TE MAKEN OPDRACHTEN:
a. Schrijf uit de tekst over het beroep letterlijk over wat begint bij "De beklagrechter heeft" en doorloopt tot en met "punt worden bevestigd.".
b. Beantwoord alstublieft de volgende vragen over de tekst over het beroep:
(i) Hoe heeft de beklagrechter klager in het beklag verklaard?
(ii) Wie kreeg van de beroepscommissie de gelegenheid om schriftelijk op het beroep te reageren?
(iii) Hoe zal het beroep met betrekking tot a. worden verklaard?

GETOONDE TEKST:
De beklagrechter heeft klager niet-ontvankelijk verklaard in het beklag op de gronden als in de aangehechte uitspraak weergegeven.

De beroepscommissie heeft het hoofd van de inrichting in de gelegenheid gesteld schriftelijk te reageren op het beroep en klager om het beroep schriftelijk toe te lichten.

Op grond van de stukken en haar onderzoek overweegt en beslist de beroepscommissie als volgt:

1. De beoordeling
Hetgeen in beroep met betrekking tot a. is aangevoerd kan naar het oordeel van de beroepscommissie niet tot een andere beslissing leiden dan die van de beklagrechter. Het beroep zal in zoverre ongegrond worden verklaard en de uitspraak van de
beklagrechter zal op dit punt worden bevestigd.

GETOONDE GEGEVENS:
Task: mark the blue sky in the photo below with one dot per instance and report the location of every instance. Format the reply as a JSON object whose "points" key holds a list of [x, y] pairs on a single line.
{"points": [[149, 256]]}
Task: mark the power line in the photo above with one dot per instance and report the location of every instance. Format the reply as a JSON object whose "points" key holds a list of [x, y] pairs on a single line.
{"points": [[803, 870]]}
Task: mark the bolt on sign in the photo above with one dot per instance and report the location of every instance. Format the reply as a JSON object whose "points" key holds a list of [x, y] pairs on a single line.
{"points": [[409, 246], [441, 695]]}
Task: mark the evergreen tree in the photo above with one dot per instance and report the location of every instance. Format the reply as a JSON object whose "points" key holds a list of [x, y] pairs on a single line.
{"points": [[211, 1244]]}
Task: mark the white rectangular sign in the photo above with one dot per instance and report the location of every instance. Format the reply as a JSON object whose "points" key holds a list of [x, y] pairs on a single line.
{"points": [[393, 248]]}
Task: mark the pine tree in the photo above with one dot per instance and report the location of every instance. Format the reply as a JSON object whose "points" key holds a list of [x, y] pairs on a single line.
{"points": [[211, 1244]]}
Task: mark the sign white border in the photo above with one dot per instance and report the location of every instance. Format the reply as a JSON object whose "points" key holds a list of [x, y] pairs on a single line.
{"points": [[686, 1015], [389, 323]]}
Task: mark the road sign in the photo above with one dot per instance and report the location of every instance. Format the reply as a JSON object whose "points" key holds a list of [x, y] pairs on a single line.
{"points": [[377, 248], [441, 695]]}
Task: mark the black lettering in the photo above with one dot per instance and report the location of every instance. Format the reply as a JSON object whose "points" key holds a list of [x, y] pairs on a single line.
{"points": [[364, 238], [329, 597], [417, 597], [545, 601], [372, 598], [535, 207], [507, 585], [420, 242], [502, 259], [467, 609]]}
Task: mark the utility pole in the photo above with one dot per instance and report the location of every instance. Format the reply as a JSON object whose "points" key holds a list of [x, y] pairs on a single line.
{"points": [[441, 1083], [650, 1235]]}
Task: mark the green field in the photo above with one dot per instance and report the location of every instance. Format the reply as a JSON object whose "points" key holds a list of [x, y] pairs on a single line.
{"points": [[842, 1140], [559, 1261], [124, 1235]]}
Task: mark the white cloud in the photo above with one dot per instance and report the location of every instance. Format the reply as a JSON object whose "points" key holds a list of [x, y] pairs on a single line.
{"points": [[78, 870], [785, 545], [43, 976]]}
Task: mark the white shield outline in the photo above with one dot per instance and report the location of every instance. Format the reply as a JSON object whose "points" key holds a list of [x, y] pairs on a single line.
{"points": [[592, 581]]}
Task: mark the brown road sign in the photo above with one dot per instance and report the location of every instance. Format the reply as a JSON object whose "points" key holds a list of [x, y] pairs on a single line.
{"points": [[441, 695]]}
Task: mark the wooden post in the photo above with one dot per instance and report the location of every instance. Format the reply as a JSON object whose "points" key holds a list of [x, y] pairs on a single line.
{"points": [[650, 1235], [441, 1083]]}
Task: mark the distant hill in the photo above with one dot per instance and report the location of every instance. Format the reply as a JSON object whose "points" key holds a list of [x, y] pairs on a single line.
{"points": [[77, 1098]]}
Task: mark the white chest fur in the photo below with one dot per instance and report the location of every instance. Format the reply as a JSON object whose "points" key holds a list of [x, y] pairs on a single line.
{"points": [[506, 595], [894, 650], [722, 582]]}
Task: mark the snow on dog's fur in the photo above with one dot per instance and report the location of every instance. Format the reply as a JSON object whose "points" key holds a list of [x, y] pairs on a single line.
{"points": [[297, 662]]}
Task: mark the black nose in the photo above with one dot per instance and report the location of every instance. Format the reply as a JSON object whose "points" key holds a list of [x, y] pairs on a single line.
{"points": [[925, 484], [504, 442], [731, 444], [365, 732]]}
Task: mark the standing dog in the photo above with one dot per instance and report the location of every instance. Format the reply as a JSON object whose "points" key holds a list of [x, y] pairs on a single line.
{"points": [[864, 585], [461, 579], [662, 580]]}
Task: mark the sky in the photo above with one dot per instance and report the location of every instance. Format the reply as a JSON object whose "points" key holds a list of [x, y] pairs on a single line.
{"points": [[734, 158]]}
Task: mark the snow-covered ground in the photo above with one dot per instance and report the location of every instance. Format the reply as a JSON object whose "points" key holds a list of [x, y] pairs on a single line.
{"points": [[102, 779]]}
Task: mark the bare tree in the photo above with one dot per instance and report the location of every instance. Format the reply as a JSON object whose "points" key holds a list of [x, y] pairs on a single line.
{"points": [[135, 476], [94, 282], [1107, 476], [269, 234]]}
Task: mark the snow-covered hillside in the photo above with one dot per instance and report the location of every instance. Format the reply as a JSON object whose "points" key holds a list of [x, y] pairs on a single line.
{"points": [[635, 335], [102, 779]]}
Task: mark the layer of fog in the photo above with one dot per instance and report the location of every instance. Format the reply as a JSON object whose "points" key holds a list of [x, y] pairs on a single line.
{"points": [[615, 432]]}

OPLOSSINGEN OP VOLGORDE:
a.
De beklagrechter heeft klager niet-ontvankelijk verklaard in het beklag op de gronden als in de aangehechte uitspraak weergegeven.

De beroepscommissie heeft het hoofd van de inrichting in de gelegenheid gesteld schriftelijk te reageren op het beroep en klager om het beroep schriftelijk toe te lichten.

Op grond van de stukken en haar onderzoek overweegt en beslist de beroepscommissie als volgt:

1. De beoordeling
Hetgeen in beroep met betrekking tot a. is aangevoerd kan naar het oordeel van de beroepscommissie niet tot een andere beslissing leiden dan die van de beklagrechter. Het beroep zal in zoverre ongegrond worden verklaard en de uitspraak van de
beklagrechter zal op dit punt worden bevestigd.

b.
(i) Niet-ontvankelijk.
(ii) Het hoofd van de inrichting.
(iii) Ongegrond.